● GIVEN REQUEST
Return everything in the material from the line containing "Query: man in background wearing blue suit" down to the end of the material, copied exactly with nothing changed.

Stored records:
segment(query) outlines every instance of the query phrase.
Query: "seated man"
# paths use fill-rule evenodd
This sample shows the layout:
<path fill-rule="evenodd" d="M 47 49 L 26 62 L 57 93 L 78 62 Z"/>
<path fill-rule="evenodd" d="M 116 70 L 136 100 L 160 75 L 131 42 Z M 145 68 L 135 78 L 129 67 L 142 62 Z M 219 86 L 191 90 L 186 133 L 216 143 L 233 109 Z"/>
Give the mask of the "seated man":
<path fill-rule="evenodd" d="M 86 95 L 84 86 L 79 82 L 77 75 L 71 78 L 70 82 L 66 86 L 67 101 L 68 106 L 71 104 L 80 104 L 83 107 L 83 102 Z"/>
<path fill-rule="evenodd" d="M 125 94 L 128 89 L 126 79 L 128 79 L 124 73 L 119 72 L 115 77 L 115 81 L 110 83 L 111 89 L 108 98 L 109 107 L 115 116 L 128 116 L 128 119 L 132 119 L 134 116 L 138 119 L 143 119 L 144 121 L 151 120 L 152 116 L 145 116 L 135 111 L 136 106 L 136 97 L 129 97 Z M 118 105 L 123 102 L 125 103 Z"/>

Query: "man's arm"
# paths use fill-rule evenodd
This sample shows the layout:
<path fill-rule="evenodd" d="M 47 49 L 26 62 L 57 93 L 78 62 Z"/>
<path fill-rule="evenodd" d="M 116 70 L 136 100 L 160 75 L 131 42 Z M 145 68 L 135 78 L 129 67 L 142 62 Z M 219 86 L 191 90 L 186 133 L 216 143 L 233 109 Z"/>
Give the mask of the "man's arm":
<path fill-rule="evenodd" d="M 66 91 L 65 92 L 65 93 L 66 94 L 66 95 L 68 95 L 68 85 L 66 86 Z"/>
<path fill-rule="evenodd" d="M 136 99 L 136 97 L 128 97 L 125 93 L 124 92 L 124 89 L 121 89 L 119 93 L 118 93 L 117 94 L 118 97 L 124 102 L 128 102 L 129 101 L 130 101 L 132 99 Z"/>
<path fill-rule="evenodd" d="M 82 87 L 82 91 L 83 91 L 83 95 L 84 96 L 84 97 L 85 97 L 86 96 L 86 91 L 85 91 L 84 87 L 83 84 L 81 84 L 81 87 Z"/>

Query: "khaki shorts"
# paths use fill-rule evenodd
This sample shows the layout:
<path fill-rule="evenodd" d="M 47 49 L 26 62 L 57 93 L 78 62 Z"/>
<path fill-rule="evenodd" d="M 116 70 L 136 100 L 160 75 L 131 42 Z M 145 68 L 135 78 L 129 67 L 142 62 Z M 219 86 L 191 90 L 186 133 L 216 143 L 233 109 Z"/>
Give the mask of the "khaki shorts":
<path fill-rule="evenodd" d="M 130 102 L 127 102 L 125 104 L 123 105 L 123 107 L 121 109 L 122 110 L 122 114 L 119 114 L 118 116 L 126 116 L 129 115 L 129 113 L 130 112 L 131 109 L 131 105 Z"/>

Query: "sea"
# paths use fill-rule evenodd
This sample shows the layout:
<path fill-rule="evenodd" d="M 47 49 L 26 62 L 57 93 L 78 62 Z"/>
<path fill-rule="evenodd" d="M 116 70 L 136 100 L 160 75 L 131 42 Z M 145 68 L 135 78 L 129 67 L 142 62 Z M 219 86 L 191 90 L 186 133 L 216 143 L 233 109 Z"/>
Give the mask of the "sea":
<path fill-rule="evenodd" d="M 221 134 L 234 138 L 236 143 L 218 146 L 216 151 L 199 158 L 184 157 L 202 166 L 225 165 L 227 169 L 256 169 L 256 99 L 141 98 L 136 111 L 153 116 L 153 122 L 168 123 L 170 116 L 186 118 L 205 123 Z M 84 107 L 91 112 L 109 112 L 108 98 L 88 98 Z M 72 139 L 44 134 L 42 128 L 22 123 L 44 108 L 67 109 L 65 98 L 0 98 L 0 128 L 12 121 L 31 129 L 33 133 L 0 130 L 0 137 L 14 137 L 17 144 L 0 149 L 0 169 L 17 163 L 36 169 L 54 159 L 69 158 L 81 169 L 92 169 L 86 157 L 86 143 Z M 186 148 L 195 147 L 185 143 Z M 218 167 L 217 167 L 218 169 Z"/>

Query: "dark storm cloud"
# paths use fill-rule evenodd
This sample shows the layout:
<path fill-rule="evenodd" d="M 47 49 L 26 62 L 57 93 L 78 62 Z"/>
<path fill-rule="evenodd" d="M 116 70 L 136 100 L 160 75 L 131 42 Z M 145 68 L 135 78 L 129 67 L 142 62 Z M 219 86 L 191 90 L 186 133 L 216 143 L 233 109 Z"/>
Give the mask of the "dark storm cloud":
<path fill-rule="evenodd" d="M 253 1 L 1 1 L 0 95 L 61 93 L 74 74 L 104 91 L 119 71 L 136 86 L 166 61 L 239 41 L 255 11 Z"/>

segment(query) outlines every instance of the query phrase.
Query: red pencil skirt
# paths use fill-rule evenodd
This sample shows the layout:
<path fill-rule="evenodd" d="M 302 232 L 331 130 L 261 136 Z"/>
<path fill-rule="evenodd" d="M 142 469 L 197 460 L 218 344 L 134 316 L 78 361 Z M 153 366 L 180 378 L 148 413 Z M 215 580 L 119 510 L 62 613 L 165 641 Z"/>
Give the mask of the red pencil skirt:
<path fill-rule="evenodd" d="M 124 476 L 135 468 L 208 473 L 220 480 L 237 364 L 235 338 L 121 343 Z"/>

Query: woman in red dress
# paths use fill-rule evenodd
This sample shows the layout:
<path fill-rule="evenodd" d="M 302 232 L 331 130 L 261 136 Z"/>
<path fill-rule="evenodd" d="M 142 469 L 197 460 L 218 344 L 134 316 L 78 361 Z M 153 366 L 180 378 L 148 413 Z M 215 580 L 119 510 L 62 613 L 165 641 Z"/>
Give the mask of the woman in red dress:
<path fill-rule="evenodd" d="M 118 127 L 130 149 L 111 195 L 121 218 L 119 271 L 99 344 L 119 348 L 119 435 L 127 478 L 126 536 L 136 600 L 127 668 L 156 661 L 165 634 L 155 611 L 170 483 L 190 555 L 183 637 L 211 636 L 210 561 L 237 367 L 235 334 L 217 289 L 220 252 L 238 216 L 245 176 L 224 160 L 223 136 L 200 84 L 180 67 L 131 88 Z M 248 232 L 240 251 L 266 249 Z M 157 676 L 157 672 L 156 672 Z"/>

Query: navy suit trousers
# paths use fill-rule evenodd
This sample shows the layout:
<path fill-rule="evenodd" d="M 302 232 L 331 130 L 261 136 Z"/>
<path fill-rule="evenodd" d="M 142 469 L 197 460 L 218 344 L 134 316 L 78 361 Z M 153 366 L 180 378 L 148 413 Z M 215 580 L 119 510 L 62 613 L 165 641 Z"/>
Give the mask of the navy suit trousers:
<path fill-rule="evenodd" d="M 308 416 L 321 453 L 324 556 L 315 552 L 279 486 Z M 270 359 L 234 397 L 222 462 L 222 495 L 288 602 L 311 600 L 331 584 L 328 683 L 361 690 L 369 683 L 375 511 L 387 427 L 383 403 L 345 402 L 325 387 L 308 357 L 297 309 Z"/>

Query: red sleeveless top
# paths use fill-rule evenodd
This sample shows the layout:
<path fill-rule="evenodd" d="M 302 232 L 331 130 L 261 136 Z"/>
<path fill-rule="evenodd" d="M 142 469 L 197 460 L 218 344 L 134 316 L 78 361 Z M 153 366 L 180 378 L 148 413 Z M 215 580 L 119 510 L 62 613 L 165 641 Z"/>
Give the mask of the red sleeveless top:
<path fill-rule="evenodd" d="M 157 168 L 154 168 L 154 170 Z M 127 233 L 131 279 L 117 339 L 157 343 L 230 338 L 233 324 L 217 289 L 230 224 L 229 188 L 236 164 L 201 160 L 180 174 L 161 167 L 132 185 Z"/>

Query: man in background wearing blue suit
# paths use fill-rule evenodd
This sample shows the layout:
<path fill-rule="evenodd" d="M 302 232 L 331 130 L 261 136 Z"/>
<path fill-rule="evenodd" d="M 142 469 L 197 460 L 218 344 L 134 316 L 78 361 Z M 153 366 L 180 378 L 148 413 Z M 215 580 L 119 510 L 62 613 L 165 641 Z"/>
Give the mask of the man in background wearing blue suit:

● RESPONSE
Query: man in background wearing blue suit
# paths use fill-rule evenodd
This sample shows the layout:
<path fill-rule="evenodd" d="M 302 232 L 331 130 L 261 136 Z"/>
<path fill-rule="evenodd" d="M 142 469 L 197 460 L 218 344 L 134 316 L 78 361 Z M 153 366 L 180 378 L 148 413 Z M 215 580 L 119 510 L 62 613 L 165 641 Z"/>
Give the mask of the man in background wearing blue suit:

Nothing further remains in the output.